● **Text under study**:

Mountain Lion Sighting Confirmed, Likely Roaming for Territory

The Arkansas Game and Fish Commission confirmed the sighting of a mountain lion near Mammoth Spring in northern Arkansas.
Mountain Lion Sighting Confirmed, Likely Roaming for Territory

How far would you travel to find food, territory or perhaps a smokin' hot cougar to rev your engine?

For one mountain lion, apparently several hundred miles isn't too far.

Yet another sighting of a mountain lion has been confirmed in Arkansas, this one from January and coming with a game camera image. You'd think with all of the game cameras being used in the country and specifically in the Southeast, we'd have more images of mountain lions. But they're pretty doggone savvy.

One didn't escape a game camera, though. The Arkansas Game and Fish Commission confirmed the sighting of a mountain lion near Mammoth Spring in northern Arkansas. The image was captured in January and sent to the AGFC in May. Biologists were able to verify the photo and its location.

The photo came from private land near the Sharp and Fulton county line. It is the 14th confirmed Arkansas sighting of a mountain lion since 2010.

About those long-distance travels? Back in November 2014, according to the AGFC, a deer hunter shot and killed a 148-pound male mountain lion east of Hermitage in Bradley County. It was the first time a mountain lion had been killed in Arkansas since 1975 in Logan County. DNA from that animal revealed that it almost certainly came from a mountain lion sighted in September 2014 in southern Marion County.

According to lab results, the mountain lion killed in 2014 most likely originated in the Black Hills breeding population of Wyoming and South Dakota.

Whoa! That's a pretty doggone long trek even for a big cat.

“The mountain lion traveled from Marion County to Bradley County in about six weeks before it was killed," said Myron Means, AGFC Large Carnivore Biologist. "That shows you how far a mountain lion can travel in a short period.”

Mountain lions – also known as pumas and cougars – lived throughout Arkansas until about 1920. The AGFC offered bounties and hired trappers to control predators during 1927-29. At least 255 wolves and 523 bobcats were killed, but no mountain lions were taken. A number of mountain lion sightings in Missouri, Oklahoma and Louisiana also have been confirmed in recent years.

Mountain lions are solitary and elusive, and their nature is to avoid humans.

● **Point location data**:
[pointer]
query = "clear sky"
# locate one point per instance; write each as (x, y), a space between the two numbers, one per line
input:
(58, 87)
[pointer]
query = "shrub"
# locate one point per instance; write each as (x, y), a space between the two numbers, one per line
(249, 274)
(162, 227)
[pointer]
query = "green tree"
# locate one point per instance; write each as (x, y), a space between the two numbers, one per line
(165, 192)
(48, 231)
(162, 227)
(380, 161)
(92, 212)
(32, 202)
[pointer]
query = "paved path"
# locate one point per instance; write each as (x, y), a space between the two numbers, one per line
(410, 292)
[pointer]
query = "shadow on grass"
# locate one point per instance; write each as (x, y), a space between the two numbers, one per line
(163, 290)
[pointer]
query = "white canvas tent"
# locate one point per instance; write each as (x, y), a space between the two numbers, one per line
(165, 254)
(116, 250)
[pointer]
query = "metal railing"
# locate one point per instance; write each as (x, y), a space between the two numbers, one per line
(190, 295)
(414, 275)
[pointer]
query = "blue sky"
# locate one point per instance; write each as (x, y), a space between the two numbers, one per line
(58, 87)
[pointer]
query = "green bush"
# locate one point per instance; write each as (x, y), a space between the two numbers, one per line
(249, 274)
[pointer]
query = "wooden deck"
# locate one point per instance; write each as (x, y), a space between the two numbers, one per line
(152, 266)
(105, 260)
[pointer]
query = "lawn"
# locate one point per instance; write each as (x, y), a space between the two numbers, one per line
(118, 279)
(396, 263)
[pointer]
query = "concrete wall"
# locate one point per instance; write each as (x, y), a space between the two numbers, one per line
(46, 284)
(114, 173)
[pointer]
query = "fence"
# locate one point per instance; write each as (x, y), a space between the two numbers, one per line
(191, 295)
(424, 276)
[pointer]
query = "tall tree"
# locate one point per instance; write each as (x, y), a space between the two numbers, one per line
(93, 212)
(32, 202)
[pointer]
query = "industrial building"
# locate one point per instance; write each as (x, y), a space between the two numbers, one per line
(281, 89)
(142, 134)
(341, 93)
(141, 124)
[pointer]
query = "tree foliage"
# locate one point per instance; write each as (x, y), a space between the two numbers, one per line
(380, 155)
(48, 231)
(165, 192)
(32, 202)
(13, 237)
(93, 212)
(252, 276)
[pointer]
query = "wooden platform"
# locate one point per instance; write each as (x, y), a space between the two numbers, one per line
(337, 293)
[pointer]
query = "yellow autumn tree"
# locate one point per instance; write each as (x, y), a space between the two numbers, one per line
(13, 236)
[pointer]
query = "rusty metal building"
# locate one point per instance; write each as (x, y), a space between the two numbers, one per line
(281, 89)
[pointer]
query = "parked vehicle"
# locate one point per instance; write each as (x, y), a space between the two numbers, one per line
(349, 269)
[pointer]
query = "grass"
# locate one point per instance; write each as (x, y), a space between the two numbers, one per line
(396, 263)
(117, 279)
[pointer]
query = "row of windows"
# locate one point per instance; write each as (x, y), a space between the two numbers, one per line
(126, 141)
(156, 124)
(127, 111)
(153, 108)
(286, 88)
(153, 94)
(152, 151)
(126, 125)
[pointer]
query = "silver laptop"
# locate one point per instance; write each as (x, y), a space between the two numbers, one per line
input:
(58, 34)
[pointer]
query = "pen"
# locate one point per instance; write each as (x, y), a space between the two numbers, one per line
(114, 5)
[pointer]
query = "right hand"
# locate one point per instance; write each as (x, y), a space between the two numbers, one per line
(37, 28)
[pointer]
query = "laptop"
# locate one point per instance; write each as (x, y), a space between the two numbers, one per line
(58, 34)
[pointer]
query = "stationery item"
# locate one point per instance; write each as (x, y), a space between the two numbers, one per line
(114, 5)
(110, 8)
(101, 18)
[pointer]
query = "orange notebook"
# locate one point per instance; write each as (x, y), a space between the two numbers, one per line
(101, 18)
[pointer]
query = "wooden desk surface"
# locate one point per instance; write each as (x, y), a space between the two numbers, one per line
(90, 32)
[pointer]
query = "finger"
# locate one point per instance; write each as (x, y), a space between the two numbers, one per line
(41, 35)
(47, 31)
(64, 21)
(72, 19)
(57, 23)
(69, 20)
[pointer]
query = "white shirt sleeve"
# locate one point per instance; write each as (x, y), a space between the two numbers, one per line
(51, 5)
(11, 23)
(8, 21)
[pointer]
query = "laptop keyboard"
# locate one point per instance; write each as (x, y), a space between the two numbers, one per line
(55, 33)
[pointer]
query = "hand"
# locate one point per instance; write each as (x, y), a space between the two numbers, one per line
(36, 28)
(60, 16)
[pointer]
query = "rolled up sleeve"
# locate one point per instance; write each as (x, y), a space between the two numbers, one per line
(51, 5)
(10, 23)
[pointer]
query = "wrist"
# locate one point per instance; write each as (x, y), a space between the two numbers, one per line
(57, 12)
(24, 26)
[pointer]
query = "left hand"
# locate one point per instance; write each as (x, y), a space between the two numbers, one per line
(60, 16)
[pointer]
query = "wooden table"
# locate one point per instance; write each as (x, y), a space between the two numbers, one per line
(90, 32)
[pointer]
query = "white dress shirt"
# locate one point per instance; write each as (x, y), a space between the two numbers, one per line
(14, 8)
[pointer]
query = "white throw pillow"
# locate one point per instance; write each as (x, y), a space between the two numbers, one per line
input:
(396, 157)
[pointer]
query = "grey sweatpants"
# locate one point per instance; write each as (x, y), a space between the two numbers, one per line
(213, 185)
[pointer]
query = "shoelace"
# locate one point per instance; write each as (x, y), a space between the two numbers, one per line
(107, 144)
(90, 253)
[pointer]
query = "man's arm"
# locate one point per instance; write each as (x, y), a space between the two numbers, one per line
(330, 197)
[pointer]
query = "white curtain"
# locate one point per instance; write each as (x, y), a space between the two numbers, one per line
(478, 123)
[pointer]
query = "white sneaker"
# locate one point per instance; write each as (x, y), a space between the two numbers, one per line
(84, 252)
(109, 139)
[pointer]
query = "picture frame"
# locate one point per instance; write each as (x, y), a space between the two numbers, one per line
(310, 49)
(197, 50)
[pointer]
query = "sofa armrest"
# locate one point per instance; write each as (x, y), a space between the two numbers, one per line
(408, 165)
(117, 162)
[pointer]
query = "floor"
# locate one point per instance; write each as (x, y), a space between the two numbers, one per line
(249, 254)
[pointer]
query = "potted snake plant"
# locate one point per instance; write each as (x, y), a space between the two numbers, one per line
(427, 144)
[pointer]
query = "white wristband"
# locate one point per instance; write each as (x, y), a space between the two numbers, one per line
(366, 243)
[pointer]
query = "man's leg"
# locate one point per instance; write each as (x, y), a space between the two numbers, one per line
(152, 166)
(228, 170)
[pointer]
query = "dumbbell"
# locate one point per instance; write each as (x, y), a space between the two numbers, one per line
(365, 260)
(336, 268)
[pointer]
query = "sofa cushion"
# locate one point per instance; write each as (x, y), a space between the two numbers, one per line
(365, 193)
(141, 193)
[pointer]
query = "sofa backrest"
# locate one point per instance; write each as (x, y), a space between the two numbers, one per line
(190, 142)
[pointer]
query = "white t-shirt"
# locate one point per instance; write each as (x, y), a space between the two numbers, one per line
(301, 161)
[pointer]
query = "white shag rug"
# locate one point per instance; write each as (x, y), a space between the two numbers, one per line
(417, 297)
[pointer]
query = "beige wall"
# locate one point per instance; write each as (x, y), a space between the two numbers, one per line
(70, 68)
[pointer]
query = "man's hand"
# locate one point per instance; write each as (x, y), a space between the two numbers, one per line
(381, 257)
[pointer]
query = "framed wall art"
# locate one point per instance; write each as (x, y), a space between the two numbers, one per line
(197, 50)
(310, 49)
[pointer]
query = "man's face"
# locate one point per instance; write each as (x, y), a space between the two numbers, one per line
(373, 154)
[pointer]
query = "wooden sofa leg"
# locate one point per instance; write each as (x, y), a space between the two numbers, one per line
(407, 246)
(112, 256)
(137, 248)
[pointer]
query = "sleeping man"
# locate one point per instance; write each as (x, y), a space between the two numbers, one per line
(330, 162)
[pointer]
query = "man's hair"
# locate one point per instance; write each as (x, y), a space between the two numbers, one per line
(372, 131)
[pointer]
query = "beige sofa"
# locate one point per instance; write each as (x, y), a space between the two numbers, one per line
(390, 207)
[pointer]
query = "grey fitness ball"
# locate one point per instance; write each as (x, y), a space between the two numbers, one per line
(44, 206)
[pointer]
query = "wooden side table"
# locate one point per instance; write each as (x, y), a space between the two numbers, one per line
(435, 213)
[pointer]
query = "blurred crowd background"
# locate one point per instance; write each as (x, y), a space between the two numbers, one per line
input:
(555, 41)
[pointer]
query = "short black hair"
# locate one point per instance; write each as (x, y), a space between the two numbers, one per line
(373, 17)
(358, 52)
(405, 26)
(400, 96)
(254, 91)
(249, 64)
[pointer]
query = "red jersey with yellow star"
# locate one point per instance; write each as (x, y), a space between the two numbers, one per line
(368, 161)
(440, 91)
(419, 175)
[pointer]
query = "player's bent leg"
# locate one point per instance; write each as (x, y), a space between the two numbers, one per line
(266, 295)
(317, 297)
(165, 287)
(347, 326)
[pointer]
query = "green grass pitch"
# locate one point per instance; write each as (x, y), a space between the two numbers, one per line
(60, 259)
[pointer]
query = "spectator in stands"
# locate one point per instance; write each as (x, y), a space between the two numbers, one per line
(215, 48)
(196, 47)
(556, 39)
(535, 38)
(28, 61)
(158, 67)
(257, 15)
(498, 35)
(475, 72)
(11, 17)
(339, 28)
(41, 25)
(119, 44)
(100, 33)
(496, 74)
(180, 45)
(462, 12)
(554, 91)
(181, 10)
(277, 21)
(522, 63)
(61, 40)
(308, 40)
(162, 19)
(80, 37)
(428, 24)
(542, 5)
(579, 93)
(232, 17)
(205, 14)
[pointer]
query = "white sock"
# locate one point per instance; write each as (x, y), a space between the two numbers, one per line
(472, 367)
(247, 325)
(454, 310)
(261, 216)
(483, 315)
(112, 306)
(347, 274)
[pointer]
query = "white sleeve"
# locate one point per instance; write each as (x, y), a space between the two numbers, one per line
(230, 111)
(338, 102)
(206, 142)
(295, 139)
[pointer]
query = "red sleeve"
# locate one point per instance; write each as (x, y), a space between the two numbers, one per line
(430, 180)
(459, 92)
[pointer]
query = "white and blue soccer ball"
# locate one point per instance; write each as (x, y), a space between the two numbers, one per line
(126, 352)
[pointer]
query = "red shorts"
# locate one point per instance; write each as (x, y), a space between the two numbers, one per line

● **Instructions for the task**:
Answer these questions about the mountain lion article:
1. Near which town in northern Arkansas was the sighting from January confirmed?
2. How much did the male mountain lion killed in November 2014 weigh?
3. Until about what year did mountain lions live throughout Arkansas?

● **Reply**:
1. Mammoth Spring
2. 148 pounds
3. About 1920